--- BEGIN Input ---
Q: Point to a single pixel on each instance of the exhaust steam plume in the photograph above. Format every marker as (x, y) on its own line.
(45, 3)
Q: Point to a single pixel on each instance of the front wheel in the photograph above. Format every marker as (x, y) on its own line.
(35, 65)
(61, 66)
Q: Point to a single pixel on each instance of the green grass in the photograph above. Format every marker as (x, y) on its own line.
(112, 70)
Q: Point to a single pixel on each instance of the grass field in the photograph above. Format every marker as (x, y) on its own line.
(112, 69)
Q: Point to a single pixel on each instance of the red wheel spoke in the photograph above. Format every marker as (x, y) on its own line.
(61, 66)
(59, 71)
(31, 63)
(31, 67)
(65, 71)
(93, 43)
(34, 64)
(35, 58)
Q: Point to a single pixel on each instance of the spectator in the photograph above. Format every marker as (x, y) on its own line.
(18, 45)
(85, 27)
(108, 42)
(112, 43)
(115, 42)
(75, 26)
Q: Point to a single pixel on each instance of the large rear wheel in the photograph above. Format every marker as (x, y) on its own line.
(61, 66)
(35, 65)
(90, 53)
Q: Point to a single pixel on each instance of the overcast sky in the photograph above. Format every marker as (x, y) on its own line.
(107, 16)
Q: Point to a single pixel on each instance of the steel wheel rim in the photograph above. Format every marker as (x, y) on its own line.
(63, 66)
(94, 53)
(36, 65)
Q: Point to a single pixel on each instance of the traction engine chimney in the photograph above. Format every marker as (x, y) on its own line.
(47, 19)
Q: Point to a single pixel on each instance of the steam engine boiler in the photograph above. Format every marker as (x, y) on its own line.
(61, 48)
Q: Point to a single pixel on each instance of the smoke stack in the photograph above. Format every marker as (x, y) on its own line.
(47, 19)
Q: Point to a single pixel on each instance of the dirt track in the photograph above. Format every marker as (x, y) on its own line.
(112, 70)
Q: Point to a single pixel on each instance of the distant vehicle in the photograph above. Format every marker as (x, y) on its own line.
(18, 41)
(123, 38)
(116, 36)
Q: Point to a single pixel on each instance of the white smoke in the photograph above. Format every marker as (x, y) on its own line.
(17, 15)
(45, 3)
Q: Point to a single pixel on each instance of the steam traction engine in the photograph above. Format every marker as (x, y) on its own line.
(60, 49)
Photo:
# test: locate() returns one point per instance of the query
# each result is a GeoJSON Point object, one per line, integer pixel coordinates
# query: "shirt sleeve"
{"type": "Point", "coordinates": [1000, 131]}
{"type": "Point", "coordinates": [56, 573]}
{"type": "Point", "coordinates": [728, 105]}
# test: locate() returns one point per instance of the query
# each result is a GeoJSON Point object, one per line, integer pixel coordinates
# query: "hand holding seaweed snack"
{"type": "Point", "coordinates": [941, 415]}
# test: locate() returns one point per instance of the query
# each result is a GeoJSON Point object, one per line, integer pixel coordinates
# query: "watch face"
--- END Input ---
*Challenge:* Rewrite the stretch from the line containing "of the dirt" through the last of these lines, putting "occurrence" wherever "instance" appears and leaving everything else the same.

*Task solution:*
Q: Point to a single pixel on each occurrence of the dirt track in the photograph above. Format every marker as (x, y) on its own line.
(112, 70)
Q: Point to a single pixel on each occurrence of the distant vehicle in the photograph above. Format every marker as (x, y) on its own line.
(18, 41)
(123, 38)
(116, 36)
Q: Point to a single pixel on each occurrence of the white smoke in the photograph above. Format every marker as (x, y) on its own line.
(17, 15)
(45, 3)
Q: Point to a single pixel on each occurrence of the steam traction engine in the photograph above. Format every marker as (x, y) on its own line.
(60, 49)
Photo:
# test: locate() returns one point per occurrence of the query
# each result is a GeoJSON Point object, one per line, integer pixel coordinates
# query: "shirt sleeve"
{"type": "Point", "coordinates": [1000, 131]}
{"type": "Point", "coordinates": [56, 573]}
{"type": "Point", "coordinates": [728, 105]}
# test: locate() returns one point per occurrence of the query
# each result is a GeoJSON Point object, one per line, integer pixel coordinates
# query: "hand holding seaweed snack"
{"type": "Point", "coordinates": [941, 415]}
# test: locate() returns one point per occurrence of the query
# each result is a GeoJSON Point object, one per line, integer pixel coordinates
# query: "watch face"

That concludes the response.